▸ **QUESTÕES PROPOSTAS**:
[A] No trecho sobre a análise de crianças, quando os pais devem ser chamados pelo analista da criança, segundo Flesler (2007)?
[B] Liste todos os regimes dos pais aos quais a criança está engajada, segundo o trecho sobre a análise de crianças.

▸ **TRECHO DO DOCUMENTO**:
########

Quando uma criança faz sintoma, algo desse processo não está acontecendo a contento. Seu sintoma é uma manifestação de seu particular modo de realizar esse enlace ao seu Outro. Estando engajada aos regimes de amor, desejo e gozo dos pais, penso que eles também têm que ser postos a falar, porém, este espaço de fala é diferente do oferecido num convite à análise. Flesler (2007) nos lembra que os pais devem ser convocados pelo analista da criança em momentos pontuais, quando se configurem enquanto resistência para o tratamento. São pontos de intervenção onde seja necessário “reinstaurar a falta onde ela falta, ou seja, onde encontramos uma falha na estrutura” (p. 196). Ela retoma Freud pra dizer que algo do gozo infantil dos pais está ancorado no filho, e que a resistência ocorre quando “na direção do tratamento de uma criança, se alcança um marco não balizado (…) na história específica do transcorrer estrutural próprio dessa criança e de seus pais” (p. 202).

########

▸ **REGISTROS FORNECIDOS**:
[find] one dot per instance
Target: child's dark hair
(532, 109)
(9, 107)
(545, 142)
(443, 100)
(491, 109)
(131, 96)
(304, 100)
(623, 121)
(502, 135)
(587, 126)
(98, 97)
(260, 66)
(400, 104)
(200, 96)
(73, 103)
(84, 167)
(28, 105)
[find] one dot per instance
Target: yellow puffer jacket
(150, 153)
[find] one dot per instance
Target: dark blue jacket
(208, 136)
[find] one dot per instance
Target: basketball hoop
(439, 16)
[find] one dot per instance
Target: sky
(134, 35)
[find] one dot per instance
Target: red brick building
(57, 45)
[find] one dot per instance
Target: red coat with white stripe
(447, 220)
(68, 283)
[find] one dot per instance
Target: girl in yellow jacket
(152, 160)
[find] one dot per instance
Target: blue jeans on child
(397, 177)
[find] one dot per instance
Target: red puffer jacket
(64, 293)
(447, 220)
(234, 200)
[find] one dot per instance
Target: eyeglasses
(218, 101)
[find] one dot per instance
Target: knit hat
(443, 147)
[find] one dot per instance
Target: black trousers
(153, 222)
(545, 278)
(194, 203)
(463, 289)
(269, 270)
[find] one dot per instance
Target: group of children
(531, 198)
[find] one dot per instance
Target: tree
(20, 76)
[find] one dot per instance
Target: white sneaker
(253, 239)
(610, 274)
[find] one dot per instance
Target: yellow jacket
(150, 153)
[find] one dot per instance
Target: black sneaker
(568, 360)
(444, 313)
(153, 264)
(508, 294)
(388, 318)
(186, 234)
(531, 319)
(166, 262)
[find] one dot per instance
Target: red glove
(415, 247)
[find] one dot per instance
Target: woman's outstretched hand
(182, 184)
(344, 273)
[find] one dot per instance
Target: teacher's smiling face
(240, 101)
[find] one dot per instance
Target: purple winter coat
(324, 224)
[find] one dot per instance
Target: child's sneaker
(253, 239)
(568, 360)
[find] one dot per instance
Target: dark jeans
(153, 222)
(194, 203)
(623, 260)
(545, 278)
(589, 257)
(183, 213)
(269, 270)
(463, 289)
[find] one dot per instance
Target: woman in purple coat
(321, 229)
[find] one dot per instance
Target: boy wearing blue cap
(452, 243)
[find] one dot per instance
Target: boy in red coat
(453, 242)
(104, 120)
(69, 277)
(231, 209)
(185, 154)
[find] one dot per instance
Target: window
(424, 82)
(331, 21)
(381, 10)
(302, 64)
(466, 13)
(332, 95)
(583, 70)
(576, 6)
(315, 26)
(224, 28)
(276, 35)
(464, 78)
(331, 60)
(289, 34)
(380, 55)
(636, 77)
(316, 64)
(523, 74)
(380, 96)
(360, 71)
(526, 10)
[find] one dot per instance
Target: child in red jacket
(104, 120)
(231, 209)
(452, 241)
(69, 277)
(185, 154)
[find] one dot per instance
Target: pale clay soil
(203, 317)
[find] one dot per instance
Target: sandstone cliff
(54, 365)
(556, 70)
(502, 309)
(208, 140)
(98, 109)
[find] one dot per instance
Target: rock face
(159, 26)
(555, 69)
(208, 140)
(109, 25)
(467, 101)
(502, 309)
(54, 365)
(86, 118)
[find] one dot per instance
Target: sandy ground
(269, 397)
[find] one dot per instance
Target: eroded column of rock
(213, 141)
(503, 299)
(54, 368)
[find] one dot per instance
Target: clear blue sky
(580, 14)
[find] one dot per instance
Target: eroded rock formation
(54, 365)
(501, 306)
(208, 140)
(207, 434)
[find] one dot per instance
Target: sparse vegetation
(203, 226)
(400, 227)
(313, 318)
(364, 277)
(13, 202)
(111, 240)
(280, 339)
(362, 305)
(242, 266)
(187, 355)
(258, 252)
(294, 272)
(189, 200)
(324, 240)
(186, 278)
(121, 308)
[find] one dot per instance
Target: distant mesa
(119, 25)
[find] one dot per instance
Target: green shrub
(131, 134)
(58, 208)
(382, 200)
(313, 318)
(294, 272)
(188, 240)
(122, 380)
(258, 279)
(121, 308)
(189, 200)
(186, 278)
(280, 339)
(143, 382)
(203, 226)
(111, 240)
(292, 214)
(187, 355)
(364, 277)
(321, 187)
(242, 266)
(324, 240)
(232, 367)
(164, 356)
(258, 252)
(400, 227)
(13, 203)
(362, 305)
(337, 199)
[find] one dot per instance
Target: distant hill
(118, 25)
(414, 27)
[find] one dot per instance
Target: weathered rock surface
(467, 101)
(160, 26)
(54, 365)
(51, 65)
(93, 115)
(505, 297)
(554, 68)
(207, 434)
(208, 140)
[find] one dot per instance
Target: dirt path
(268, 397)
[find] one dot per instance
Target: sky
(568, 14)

########

▸ **RESPOSTAS ÀS TAREFAS**:
[A] Em momentos pontuais, quando se configurem como resistência para o tratamento.

[B] Amor, desejo e gozo.